(Referring expression data)

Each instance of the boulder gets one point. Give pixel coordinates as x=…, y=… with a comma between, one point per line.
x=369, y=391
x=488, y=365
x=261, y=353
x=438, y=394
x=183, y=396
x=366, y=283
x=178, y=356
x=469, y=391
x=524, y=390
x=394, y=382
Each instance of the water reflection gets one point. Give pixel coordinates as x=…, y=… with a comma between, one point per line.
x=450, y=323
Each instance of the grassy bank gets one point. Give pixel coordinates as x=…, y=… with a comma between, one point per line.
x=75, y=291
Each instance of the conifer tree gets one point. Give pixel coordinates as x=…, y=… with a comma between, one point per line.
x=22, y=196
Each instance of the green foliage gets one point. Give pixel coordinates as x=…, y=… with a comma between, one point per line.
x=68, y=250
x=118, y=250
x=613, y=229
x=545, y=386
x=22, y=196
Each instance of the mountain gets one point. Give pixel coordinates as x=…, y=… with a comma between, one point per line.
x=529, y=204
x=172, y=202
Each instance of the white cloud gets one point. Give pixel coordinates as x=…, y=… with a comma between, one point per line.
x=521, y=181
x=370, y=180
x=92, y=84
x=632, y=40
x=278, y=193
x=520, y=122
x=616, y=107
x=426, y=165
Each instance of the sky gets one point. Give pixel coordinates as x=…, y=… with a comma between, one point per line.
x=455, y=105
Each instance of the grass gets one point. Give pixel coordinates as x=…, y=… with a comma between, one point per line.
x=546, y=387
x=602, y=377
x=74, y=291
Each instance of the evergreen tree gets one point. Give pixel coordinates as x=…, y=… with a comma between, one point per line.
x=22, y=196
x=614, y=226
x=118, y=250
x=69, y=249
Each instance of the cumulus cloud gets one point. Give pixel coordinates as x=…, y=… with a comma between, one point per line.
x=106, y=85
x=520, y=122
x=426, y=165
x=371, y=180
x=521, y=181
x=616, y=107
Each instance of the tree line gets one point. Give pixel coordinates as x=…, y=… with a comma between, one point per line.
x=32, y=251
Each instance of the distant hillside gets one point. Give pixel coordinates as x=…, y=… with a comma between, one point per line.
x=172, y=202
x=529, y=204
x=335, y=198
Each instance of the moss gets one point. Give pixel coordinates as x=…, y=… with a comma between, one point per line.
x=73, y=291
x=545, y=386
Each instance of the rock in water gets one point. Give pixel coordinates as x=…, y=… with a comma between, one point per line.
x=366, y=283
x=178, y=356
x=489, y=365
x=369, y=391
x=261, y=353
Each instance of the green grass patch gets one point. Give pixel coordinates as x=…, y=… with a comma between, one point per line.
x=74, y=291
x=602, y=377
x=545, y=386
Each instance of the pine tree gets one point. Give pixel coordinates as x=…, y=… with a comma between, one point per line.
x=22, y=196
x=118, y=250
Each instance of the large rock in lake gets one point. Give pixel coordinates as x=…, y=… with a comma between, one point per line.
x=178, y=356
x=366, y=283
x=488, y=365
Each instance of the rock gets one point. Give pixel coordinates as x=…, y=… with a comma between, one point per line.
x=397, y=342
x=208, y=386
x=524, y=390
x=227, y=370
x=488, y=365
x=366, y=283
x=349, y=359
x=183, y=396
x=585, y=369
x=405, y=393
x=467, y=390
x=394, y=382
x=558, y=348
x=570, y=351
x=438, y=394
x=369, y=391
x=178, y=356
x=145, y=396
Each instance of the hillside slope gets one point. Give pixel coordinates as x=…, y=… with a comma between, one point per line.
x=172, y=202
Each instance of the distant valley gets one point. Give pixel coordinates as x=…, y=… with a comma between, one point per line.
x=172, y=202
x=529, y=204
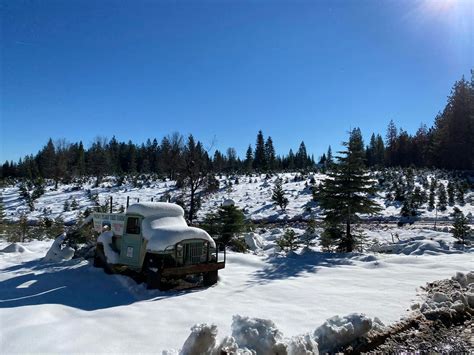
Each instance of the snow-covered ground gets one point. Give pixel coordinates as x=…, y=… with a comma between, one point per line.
x=70, y=306
x=252, y=194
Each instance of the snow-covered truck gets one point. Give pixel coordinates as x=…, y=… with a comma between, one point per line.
x=154, y=240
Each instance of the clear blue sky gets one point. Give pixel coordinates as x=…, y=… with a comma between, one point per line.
x=298, y=70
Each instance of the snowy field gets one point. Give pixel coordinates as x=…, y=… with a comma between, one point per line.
x=252, y=194
x=71, y=306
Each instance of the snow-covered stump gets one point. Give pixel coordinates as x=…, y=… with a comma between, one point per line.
x=57, y=252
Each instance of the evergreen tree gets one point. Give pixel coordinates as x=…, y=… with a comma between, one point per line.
x=329, y=157
x=278, y=195
x=442, y=199
x=431, y=202
x=226, y=225
x=270, y=154
x=260, y=158
x=344, y=194
x=450, y=191
x=249, y=159
x=461, y=230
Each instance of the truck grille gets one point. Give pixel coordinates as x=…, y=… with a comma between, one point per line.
x=193, y=253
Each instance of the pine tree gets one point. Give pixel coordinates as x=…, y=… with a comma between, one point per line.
x=278, y=195
x=260, y=158
x=329, y=158
x=450, y=191
x=442, y=198
x=226, y=225
x=270, y=154
x=249, y=159
x=345, y=194
x=431, y=201
x=461, y=230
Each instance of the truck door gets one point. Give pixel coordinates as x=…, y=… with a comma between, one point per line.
x=131, y=242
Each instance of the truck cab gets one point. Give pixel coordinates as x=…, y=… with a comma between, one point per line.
x=153, y=239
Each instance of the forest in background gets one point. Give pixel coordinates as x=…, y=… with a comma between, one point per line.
x=448, y=144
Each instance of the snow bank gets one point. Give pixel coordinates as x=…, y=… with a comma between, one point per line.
x=156, y=209
x=249, y=336
x=14, y=248
x=258, y=334
x=106, y=239
x=57, y=252
x=202, y=340
x=449, y=299
x=228, y=202
x=415, y=246
x=341, y=331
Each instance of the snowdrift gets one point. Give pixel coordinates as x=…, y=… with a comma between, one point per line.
x=261, y=336
x=58, y=252
x=14, y=248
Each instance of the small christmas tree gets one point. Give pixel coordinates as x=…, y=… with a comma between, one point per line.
x=278, y=195
x=461, y=230
x=442, y=198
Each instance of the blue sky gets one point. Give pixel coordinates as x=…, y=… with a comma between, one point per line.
x=298, y=70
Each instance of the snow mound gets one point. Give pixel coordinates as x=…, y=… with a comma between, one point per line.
x=202, y=340
x=14, y=248
x=258, y=334
x=57, y=252
x=341, y=331
x=253, y=241
x=449, y=299
x=415, y=246
x=228, y=202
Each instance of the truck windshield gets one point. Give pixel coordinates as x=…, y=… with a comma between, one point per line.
x=133, y=226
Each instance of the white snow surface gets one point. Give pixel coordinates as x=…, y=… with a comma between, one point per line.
x=251, y=194
x=70, y=299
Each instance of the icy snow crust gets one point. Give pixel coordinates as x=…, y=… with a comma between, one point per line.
x=42, y=302
x=252, y=194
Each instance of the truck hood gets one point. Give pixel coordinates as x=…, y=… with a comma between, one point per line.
x=167, y=231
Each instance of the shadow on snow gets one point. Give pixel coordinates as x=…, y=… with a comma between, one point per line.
x=74, y=284
x=293, y=265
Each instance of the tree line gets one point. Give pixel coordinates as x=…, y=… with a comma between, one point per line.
x=448, y=144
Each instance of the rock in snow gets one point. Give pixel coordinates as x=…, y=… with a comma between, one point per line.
x=57, y=253
x=14, y=248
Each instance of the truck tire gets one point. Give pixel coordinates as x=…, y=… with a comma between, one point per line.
x=210, y=278
x=153, y=279
x=100, y=259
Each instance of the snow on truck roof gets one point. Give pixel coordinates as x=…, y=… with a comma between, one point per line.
x=164, y=225
x=156, y=209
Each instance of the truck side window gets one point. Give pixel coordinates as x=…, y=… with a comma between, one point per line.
x=133, y=226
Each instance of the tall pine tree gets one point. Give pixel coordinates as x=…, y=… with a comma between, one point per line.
x=344, y=194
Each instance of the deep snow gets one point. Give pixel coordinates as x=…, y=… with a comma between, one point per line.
x=70, y=306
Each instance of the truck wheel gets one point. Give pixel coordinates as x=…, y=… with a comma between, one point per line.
x=100, y=259
x=210, y=278
x=153, y=279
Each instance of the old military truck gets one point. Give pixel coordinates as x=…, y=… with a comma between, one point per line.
x=153, y=240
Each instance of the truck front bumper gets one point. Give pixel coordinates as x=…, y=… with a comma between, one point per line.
x=192, y=269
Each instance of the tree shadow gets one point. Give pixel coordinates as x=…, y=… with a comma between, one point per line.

> _What is expected_
Your answer should be the lines from the one containing "Each instance of the old" through the end of the records, both included, output exactly and with nothing added.

> _Answer box_
Each instance of the old military truck gets one point. Give pixel coordinates as x=…, y=… with a comma between, one point per line.
x=153, y=240
Each instance of the truck front bumper gets one point. Give pixel coordinates as x=…, y=… with a comma between, one point per line.
x=192, y=269
Each instance of the tree shadow gets one point. Give pixel coordinates as x=…, y=… with a comma between, one point per line.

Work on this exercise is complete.